● **Records to use**
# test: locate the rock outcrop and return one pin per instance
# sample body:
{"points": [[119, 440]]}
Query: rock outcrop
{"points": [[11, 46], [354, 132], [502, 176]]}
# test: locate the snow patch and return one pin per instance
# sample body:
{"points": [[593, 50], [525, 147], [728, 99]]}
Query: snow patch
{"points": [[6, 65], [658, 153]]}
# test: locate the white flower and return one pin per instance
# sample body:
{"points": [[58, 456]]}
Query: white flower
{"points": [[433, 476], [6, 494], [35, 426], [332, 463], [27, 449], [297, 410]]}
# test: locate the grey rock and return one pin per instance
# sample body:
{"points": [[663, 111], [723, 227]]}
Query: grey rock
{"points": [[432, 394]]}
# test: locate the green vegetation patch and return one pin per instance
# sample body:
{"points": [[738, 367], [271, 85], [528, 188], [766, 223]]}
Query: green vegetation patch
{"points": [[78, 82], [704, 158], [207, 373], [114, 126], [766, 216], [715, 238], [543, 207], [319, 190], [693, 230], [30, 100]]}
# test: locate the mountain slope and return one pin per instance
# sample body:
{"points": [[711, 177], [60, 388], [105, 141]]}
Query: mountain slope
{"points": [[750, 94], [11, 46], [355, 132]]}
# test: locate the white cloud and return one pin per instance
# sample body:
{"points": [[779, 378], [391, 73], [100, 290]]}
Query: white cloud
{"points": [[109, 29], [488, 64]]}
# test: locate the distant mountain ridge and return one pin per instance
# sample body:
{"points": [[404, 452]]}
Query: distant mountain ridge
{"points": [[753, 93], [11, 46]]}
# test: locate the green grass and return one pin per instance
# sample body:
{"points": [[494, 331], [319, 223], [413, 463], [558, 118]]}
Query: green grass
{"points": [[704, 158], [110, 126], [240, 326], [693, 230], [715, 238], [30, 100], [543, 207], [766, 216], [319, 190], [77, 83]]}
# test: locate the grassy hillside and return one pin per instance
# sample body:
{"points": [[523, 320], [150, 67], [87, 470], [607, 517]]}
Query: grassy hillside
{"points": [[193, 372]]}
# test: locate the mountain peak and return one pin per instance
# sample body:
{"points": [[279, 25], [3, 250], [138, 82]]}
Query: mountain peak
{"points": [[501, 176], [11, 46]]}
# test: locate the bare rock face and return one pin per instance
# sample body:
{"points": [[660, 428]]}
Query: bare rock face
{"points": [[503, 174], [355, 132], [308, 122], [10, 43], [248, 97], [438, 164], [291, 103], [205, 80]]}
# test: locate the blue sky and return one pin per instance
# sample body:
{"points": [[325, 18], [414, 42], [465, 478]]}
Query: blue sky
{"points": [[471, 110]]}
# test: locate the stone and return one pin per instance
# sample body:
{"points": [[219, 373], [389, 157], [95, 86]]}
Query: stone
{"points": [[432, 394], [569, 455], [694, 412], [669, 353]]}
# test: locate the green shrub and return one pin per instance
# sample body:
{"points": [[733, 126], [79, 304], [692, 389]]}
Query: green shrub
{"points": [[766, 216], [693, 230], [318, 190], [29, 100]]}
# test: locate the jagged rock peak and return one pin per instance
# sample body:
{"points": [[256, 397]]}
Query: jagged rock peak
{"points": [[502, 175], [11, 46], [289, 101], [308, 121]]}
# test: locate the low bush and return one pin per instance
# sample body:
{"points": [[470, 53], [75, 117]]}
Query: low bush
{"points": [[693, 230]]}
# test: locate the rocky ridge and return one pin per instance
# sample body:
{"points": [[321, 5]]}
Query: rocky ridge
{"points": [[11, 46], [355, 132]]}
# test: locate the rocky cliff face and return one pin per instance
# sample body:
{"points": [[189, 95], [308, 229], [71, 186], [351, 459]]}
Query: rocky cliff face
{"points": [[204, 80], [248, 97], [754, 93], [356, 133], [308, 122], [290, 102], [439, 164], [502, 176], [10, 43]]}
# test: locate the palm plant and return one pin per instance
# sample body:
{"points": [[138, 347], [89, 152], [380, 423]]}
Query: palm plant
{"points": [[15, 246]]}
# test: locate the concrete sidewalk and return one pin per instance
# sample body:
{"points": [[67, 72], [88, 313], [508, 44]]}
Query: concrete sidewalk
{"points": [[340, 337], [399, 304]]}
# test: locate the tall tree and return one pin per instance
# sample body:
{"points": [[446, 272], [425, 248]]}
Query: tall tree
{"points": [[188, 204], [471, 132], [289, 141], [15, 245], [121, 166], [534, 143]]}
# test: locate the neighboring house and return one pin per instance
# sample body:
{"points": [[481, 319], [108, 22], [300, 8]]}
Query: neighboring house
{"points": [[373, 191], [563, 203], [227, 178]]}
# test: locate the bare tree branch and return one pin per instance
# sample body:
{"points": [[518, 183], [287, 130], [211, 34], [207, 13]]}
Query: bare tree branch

● **Work required**
Copy every one of the items above word for word, changing nothing.

● **Finished exercise**
# test: locate the rock outcrop and return one pin per instance
# sample body:
{"points": [[119, 440]]}
Query: rock outcrop
{"points": [[11, 46], [354, 132], [502, 176]]}
# test: locate the snow patch and return one pin per instance
# sample body:
{"points": [[593, 50], [525, 147], [728, 99]]}
Query: snow patch
{"points": [[6, 65], [658, 153]]}
# test: locate the white flower and return one pin per instance
# sample body:
{"points": [[58, 456]]}
Query: white flower
{"points": [[433, 476], [6, 494], [35, 426], [332, 463], [27, 449], [297, 410]]}
# test: locate the grey rock and return one pin per instance
# sample body:
{"points": [[663, 111], [723, 227]]}
Query: grey rock
{"points": [[432, 394]]}
# test: locate the green vegetation patch and return one pin per instance
# sample body:
{"points": [[738, 367], [271, 85], [528, 188], [766, 223]]}
Query: green vegetation patch
{"points": [[78, 82], [704, 158], [207, 373], [114, 126], [766, 216], [715, 238], [543, 207], [319, 190], [693, 230], [30, 100]]}
# test: locate the mountain slope and return one pin per instance
# sample body:
{"points": [[711, 177], [60, 388], [105, 141]]}
Query: mountain slope
{"points": [[750, 94], [11, 46], [355, 132]]}
# test: locate the white cloud and return one pin per instance
# sample body:
{"points": [[779, 378], [391, 73], [100, 290]]}
Query: white cloud
{"points": [[109, 29], [488, 64]]}
# test: locate the distant mountain ridge and return one pin per instance
# sample body:
{"points": [[404, 452]]}
Query: distant mountain ridge
{"points": [[753, 93], [11, 46]]}
# test: locate the green grass and return one pin per instance
# sample body:
{"points": [[494, 331], [319, 223], [413, 463], [558, 118]]}
Query: green grass
{"points": [[704, 158], [110, 126], [240, 326], [693, 230], [715, 238], [30, 100], [543, 207], [766, 216], [319, 190], [77, 83]]}
# test: locate the grassy hillside and return one pin per instance
# sample body:
{"points": [[523, 320], [150, 67], [87, 470], [607, 517]]}
Query: grassy hillside
{"points": [[193, 372]]}
# test: locate the mountain peak and return one pin per instance
# sample body:
{"points": [[279, 25], [3, 250], [138, 82]]}
Query: mountain peak
{"points": [[501, 176], [11, 46]]}
# test: locate the bare rock face and return one pin per instance
# sample body:
{"points": [[660, 428]]}
Query: bare rock face
{"points": [[503, 174], [355, 132], [308, 122], [10, 43], [248, 97], [438, 164], [291, 103], [205, 80]]}
# test: locate the blue sky and return one pin per instance
# sample body:
{"points": [[325, 18], [414, 42], [465, 478]]}
Query: blue sky
{"points": [[471, 110]]}
# test: locate the stone and return one pin per instance
# sample body:
{"points": [[219, 373], [389, 157], [95, 86]]}
Query: stone
{"points": [[432, 394], [569, 455], [694, 412], [669, 353]]}
# test: locate the green shrub and return one pin per instance
# sample body:
{"points": [[733, 126], [79, 304], [692, 389]]}
Query: green shrub
{"points": [[766, 216], [693, 230], [318, 190], [29, 100]]}
# test: locate the jagged rock peak and return one pin per instance
# sample body:
{"points": [[256, 397]]}
Query: jagged rock peak
{"points": [[502, 175], [11, 46], [289, 101], [308, 121]]}
# test: locate the low bush and return one pin per instance
# sample body:
{"points": [[470, 53], [75, 117]]}
Query: low bush
{"points": [[693, 230]]}
# test: locate the rocky ridge and return one pin per instance
# sample body:
{"points": [[321, 5]]}
Query: rocky ridge
{"points": [[11, 46], [355, 132]]}
# test: locate the rocky cliff face and return one pin per instance
# sample body:
{"points": [[189, 95], [308, 229], [71, 186], [351, 459]]}
Query: rocky cliff face
{"points": [[204, 80], [248, 97], [754, 93], [356, 133], [308, 122], [290, 102], [439, 164], [502, 176], [10, 43]]}
# test: locate the palm plant and return one pin per instance
# sample body:
{"points": [[138, 347], [89, 152], [380, 423]]}
Query: palm plant
{"points": [[15, 246]]}
# test: locate the concrete sidewalk and return one pin per instance
# sample body:
{"points": [[67, 72], [88, 313], [508, 44]]}
Query: concrete sidewalk
{"points": [[340, 337], [399, 304]]}
# test: locate the tall tree and return one pin per instance
# sample body:
{"points": [[446, 272], [425, 248]]}
Query: tall tree
{"points": [[188, 204], [471, 132], [289, 141], [15, 245], [121, 166], [534, 143]]}
# test: locate the neighboring house and return one pin per instance
# sample body:
{"points": [[481, 319], [108, 22], [300, 8]]}
Query: neighboring house
{"points": [[373, 191], [563, 203], [227, 178]]}
# test: locate the bare tree branch and return one pin per instance
# sample body:
{"points": [[518, 183], [287, 130], [211, 34], [207, 13]]}
Query: bare tree branch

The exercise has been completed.